**Фрагмент документа**

- - - -

Мы должны теперь объяснить читателям, какими правилами ру­ководились мы при вы­боре текста, который мы воспроизводим в на­шем издании. Дело в том, что среди статей, вхо­дящих в предлагаемый том, некоторые появились сначала на немецком языке и только через несколько лет были Плехановым переведены в сборнике «Кри­тика наших критиков».

Само собой разумеется, что мы считали необходимым взять за основу текст, одобренный Плехановым. К сожалению, оказалось, что сборник «Критика наших критиков» издан был очень неряшливо. Плеханов, наверное, не читал корректур и поэтому в транскрипцию имен и названий вкрались многочисленные ошибки. Кроме того, страха ради цензурного, пришлось смягчить многие выражения. Укажу в виде примера на статью «Материализм или кантиа­низм», где слово «атеизм» пришлось заменить словом «суеверие». В результате полу­чается такая неразбериха: Плеханов спрашивает К. Шмидта, заинте­ресована ли буржуазия в том, чтобы «морализовать» пролетариат и бороться с тем отрицательным отношением к суеве­рию, которое

все более и более распространяется в этом классе? В немецком тексте сказано просто: бо­роться с атеизмом. Во всех таких случаях мы позволили себе восстановить, руководясь не­мецким оригиналом, мысль Плеханова в ее первоначальной, более яркой и точной форме.

- - - -

**Перечень записей**
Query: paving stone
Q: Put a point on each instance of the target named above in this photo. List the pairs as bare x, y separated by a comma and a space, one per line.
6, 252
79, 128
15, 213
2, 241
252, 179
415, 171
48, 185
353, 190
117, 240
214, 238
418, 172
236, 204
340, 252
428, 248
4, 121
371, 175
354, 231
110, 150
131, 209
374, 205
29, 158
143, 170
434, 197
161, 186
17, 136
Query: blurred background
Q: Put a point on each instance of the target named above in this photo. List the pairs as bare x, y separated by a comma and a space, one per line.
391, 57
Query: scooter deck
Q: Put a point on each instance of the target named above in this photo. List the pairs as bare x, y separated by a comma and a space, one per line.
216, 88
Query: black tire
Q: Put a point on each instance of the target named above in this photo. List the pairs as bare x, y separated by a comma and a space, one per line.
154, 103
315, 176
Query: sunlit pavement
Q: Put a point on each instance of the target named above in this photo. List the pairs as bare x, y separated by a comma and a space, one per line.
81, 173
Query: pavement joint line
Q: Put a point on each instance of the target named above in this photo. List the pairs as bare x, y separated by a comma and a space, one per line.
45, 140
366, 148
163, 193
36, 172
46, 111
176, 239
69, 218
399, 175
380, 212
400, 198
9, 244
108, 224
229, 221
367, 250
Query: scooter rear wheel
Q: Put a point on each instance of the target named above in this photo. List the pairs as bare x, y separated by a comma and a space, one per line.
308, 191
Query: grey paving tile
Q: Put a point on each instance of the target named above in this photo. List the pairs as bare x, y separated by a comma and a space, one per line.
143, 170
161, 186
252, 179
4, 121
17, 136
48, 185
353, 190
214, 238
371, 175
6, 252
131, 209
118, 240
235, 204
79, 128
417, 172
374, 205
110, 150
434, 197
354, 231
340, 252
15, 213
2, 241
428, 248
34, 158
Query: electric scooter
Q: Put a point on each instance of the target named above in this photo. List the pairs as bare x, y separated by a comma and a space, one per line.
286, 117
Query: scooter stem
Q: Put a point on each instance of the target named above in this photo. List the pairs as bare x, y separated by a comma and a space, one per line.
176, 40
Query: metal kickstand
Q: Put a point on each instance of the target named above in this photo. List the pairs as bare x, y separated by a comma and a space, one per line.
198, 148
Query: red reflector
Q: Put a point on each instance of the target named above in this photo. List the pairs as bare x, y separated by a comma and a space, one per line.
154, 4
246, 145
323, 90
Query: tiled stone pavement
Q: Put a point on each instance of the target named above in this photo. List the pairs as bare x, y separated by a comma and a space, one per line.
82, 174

- - - -

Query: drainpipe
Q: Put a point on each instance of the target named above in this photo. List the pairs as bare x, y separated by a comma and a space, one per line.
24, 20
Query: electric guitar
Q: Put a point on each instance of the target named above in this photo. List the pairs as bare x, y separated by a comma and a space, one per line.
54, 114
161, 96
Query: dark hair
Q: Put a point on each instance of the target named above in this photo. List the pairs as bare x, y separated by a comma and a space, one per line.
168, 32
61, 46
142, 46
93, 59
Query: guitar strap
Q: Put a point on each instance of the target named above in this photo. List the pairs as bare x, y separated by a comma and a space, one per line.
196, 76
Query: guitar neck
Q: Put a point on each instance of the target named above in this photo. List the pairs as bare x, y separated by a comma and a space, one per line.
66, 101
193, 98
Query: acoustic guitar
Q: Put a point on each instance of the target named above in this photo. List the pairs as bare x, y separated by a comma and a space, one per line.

- - - -

**Задание**
Воспроизведите фрагмент о статьях Плеханова от слов «все более и» до слов «и точной форме.» включительно, подставив «неверием» на место «атеизмом». Записи никак не связаны с фрагментом о статьях Плеханова.

**Полное решение**
все более и более распространяется в этом классе? В немецком тексте сказано просто: бо­роться с неверием. Во всех таких случаях мы позволили себе восстановить, руководясь не­мецким оригиналом, мысль Плеханова в ее первоначальной, более яркой и точной форме.